Given request: Set down, word for word, the stretch of lines from the one containing "of the bridle" to the end of the records below.

Input data:
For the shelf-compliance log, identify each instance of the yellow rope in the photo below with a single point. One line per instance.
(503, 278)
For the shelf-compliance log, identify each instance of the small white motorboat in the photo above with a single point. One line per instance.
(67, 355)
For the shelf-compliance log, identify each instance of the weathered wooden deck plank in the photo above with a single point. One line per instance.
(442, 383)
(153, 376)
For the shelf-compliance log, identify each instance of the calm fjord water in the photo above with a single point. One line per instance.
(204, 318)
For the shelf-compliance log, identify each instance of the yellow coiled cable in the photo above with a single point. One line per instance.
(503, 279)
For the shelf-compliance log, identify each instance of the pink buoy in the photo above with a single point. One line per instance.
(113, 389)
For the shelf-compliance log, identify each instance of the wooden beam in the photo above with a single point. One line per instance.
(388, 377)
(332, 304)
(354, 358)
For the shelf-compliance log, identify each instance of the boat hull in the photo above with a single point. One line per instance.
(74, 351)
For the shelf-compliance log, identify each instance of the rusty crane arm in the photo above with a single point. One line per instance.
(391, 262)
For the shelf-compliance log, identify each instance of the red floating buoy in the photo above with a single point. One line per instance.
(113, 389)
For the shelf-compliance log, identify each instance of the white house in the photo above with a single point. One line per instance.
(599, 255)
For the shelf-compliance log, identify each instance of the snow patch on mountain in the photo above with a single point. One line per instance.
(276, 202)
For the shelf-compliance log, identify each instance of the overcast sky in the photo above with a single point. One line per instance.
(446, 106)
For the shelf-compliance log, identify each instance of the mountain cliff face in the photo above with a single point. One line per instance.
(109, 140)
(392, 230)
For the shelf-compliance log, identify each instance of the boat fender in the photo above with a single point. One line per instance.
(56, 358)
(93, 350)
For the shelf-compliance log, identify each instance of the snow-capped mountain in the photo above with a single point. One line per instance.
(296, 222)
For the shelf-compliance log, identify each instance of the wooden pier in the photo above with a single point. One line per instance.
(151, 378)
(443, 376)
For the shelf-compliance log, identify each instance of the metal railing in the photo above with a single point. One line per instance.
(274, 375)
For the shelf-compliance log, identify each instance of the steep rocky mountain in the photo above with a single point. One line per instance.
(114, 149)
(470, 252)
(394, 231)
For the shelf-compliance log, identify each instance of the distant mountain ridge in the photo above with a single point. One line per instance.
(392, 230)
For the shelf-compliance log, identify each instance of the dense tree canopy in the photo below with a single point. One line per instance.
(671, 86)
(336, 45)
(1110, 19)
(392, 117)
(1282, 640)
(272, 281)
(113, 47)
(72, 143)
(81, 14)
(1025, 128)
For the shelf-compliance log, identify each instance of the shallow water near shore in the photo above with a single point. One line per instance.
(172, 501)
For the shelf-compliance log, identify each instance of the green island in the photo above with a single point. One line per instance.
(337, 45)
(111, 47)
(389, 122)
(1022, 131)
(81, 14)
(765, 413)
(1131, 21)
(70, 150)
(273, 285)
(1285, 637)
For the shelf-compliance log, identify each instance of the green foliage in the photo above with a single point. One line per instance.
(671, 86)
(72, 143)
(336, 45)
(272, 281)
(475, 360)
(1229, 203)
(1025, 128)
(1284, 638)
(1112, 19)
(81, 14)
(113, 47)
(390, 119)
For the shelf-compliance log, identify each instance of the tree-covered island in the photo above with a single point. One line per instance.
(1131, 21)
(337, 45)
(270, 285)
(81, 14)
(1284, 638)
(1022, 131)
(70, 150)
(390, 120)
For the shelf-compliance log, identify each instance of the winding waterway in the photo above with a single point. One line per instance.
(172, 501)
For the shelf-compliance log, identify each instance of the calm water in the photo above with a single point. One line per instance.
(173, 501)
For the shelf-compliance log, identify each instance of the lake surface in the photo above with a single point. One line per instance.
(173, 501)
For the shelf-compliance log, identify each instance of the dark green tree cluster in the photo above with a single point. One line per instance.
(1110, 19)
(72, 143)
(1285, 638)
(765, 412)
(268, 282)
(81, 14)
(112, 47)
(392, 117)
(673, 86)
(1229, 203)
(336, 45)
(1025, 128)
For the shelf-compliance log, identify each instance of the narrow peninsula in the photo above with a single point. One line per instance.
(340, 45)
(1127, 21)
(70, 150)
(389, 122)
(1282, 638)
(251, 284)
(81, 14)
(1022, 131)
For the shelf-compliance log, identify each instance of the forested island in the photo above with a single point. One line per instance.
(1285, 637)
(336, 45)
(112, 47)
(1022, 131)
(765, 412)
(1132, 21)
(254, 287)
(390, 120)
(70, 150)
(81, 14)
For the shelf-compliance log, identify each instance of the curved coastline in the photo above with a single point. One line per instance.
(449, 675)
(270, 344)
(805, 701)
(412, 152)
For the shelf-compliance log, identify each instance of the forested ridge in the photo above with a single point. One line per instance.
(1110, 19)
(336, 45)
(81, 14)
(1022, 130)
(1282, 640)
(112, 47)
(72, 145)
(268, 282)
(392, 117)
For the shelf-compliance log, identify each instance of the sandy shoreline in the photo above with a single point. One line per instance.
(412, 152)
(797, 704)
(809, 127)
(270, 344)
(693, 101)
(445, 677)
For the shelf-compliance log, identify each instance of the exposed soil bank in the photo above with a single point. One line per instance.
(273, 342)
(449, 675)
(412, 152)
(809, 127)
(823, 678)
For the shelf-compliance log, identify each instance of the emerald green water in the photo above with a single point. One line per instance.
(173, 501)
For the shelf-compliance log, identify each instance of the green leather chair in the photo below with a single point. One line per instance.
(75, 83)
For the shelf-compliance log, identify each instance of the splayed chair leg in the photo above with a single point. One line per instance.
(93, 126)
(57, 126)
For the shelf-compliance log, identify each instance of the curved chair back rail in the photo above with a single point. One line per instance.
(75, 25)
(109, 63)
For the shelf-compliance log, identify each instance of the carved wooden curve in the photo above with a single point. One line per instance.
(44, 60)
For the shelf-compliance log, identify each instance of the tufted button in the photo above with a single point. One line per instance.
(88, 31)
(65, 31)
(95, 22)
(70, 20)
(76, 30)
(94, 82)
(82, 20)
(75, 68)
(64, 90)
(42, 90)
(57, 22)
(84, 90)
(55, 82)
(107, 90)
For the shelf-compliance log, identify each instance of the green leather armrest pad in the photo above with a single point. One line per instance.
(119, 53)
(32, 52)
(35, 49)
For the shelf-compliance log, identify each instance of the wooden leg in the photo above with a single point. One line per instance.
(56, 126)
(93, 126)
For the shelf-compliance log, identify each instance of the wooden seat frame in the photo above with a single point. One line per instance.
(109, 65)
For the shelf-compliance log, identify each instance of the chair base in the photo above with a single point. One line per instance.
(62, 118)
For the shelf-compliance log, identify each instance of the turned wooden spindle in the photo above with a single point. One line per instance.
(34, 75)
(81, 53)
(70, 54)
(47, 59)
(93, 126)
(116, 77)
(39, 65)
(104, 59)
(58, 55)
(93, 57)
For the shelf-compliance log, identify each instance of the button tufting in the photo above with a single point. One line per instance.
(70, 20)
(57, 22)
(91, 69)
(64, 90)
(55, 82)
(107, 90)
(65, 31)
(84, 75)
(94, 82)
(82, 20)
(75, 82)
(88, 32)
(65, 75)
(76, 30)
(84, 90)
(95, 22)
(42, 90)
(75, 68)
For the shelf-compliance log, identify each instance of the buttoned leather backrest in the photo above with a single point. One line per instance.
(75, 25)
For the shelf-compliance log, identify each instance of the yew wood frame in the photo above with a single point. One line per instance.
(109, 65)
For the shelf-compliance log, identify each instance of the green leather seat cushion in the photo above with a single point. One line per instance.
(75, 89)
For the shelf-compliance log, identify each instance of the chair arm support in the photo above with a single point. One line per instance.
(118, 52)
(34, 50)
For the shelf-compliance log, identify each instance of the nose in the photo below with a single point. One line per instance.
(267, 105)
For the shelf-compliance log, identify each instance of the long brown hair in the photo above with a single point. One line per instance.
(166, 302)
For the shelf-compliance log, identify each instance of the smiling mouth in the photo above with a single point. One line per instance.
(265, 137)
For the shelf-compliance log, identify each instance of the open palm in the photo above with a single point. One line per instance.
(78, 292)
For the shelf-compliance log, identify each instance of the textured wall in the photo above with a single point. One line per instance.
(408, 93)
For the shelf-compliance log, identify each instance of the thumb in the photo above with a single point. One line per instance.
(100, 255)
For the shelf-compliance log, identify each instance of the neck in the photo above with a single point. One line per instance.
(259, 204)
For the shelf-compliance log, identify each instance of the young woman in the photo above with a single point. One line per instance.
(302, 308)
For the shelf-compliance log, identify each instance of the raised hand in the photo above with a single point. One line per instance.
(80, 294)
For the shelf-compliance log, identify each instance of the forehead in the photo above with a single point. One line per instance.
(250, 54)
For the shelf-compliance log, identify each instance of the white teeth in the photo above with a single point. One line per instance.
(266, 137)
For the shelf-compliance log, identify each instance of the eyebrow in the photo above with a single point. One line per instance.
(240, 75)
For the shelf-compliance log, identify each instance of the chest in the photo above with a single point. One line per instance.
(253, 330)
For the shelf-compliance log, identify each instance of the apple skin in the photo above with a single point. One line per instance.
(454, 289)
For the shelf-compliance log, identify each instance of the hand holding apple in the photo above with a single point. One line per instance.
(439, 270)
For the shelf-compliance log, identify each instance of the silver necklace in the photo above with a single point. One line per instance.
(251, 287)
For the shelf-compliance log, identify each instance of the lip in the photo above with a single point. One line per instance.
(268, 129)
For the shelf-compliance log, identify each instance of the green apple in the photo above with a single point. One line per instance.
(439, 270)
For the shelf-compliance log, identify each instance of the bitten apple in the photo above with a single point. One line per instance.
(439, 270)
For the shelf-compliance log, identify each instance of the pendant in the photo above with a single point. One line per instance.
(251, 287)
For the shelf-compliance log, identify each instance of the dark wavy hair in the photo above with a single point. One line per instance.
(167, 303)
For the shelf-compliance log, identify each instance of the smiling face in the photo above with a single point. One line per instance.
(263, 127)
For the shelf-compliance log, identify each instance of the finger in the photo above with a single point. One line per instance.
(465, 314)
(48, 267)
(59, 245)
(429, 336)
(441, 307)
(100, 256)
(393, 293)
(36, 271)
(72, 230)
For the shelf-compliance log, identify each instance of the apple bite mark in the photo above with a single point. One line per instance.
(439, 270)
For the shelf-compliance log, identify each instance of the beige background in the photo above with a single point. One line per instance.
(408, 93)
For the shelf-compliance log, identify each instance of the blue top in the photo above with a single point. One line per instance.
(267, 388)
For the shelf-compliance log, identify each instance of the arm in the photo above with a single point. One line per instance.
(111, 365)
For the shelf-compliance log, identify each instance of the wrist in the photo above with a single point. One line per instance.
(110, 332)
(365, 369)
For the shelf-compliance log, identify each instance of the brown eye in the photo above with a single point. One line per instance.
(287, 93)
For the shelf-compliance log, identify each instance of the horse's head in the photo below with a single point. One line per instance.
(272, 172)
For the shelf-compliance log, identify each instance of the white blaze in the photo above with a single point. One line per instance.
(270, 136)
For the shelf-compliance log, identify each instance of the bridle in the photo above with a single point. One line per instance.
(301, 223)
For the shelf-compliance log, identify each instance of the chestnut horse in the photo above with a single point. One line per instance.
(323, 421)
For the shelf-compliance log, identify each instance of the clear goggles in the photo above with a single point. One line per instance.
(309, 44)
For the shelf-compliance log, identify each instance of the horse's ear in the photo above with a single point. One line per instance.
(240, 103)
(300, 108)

Exercise answer:
For the shelf-compliance log, identify each instance of the bridle in the photo above with a single point. One line per instance.
(301, 223)
For the shelf-compliance log, identify each instance of the chestnut horse in the photo above with a single point. One line per instance.
(323, 421)
For the shelf-compliance log, identify each instance of the clear goggles in the photo above with a single point. One line per instance.
(309, 44)
For the shelf-compliance log, identify each instance of the horse's ear in the photo above with a single point. One line per instance.
(240, 103)
(300, 108)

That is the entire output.